Convert all of the items below into a numbered list with one line per entry, omitting any blank lines.

**Given data:**
☆ ☆ ☆ ☆

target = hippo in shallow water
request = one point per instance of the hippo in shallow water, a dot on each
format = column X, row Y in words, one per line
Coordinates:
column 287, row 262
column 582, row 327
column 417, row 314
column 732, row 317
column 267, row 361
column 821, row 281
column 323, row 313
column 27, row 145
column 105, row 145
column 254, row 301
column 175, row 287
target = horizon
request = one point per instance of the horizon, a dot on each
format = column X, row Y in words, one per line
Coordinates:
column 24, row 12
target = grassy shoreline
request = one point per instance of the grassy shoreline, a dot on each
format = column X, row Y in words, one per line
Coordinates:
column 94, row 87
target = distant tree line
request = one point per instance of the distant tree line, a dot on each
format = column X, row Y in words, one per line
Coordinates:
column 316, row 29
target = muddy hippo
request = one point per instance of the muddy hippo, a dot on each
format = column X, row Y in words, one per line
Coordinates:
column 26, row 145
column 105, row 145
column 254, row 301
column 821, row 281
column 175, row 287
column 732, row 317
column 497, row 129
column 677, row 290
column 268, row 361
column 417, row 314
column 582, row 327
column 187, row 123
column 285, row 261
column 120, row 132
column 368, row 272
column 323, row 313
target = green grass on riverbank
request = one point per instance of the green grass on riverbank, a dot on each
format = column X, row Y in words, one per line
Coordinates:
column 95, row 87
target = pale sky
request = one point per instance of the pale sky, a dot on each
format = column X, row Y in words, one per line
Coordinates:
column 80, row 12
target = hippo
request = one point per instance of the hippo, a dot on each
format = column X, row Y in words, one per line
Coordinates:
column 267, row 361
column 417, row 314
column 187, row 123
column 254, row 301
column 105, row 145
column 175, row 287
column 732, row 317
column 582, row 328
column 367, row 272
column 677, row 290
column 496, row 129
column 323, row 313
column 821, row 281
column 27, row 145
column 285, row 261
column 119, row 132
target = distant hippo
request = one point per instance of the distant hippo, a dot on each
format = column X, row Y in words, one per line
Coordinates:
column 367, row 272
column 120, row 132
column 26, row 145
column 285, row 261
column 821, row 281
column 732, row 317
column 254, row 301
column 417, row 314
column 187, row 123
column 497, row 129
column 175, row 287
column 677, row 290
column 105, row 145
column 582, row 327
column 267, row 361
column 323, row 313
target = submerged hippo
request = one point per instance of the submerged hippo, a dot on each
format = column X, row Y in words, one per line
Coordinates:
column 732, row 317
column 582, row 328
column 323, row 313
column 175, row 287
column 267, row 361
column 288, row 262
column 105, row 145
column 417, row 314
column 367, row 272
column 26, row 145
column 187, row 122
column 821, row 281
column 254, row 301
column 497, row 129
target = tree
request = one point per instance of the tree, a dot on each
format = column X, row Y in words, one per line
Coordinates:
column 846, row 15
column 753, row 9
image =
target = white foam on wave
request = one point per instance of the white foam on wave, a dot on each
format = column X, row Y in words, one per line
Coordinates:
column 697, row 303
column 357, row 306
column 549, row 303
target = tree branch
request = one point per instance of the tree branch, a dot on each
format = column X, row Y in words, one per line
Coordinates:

☆ ☆ ☆ ☆

**Complete response:**
1. target = hippo in shallow water
2. request = one point per instance of the hippo in shallow water, a dot on each
3. format = column X, row Y in words, one per line
4. Coordinates:
5. column 287, row 262
6. column 582, row 327
7. column 417, row 314
8. column 732, row 317
9. column 267, row 361
10. column 821, row 281
11. column 323, row 313
12. column 27, row 145
13. column 105, row 145
14. column 254, row 301
15. column 175, row 287
16. target = horizon
17. request = one point per instance of the horizon, a dot on each
18. format = column X, row Y in words, one per line
19. Coordinates:
20. column 24, row 12
21. target = grassy shoreline
22. request = one point per instance of the grassy shoreline, a dot on each
23. format = column X, row Y in words, one per line
24. Coordinates:
25. column 94, row 87
26. target = distant tree line
27. request = one point per instance of the distant tree line, a dot on each
28. format = column X, row Y in words, one per line
29. Coordinates:
30. column 316, row 29
31. target = muddy hippo
32. request = one point per instance of the muddy hippo, a dot on each
33. format = column X, row Y in words, one per line
34. Coordinates:
35. column 26, row 145
36. column 105, row 145
37. column 254, row 301
38. column 821, row 281
39. column 175, row 287
40. column 732, row 317
41. column 497, row 129
42. column 677, row 290
43. column 268, row 361
44. column 417, row 314
45. column 582, row 327
46. column 187, row 123
47. column 285, row 261
48. column 120, row 132
49. column 368, row 272
50. column 323, row 313
51. target = green grass on riverbank
52. request = one point per instance of the green grass on riverbank, a dot on each
53. format = column X, row Y in words, one per line
54. Coordinates:
55. column 95, row 87
56. target = pale sky
57. request = one point per instance of the pale sky, a dot on each
58. format = column X, row Y in words, one per line
59. Coordinates:
60. column 80, row 12
61. target = hippo
62. request = one point per instance of the hippo, a dot on each
63. format = column X, row Y in words, one per line
64. Coordinates:
65. column 267, row 361
66. column 417, row 314
67. column 187, row 123
68. column 254, row 301
69. column 105, row 145
70. column 175, row 287
71. column 732, row 317
72. column 582, row 328
73. column 367, row 272
74. column 677, row 290
75. column 496, row 129
76. column 323, row 313
77. column 821, row 281
78. column 27, row 145
79. column 285, row 261
80. column 119, row 132
81. target = distant hippo
82. request = one point per instance of the distant hippo, a dot on each
83. format = column X, row Y in words, one per line
84. Coordinates:
85. column 367, row 272
86. column 120, row 132
87. column 26, row 145
88. column 285, row 261
89. column 821, row 281
90. column 732, row 317
91. column 254, row 301
92. column 417, row 314
93. column 187, row 123
94. column 497, row 129
95. column 175, row 287
96. column 677, row 290
97. column 105, row 145
98. column 582, row 327
99. column 267, row 361
100. column 323, row 313
101. target = submerged hippo
102. request = one point per instance of the submerged hippo, a dot on each
103. format = column X, row Y in words, one per line
104. Coordinates:
105. column 732, row 317
106. column 582, row 328
107. column 323, row 313
108. column 175, row 287
109. column 267, row 361
110. column 288, row 262
111. column 105, row 145
112. column 417, row 314
113. column 367, row 272
114. column 26, row 145
115. column 187, row 122
116. column 821, row 281
117. column 254, row 301
118. column 497, row 129
119. target = tree
120. request = one point per instance of the tree, a dot on each
121. format = column X, row Y in words, one per line
122. Coordinates:
123. column 846, row 15
124. column 753, row 9
125. image =
126. target = white foam on wave
127. request = one point per instance of the white foam on wave, a dot on each
128. format = column X, row Y in words, one per line
129. Coordinates:
130. column 697, row 303
131. column 357, row 306
132. column 549, row 303
133. target = tree branch
134. request = one point per instance of the tree branch, a dot on each
135. format = column X, row Y in words, one per line
136. Coordinates:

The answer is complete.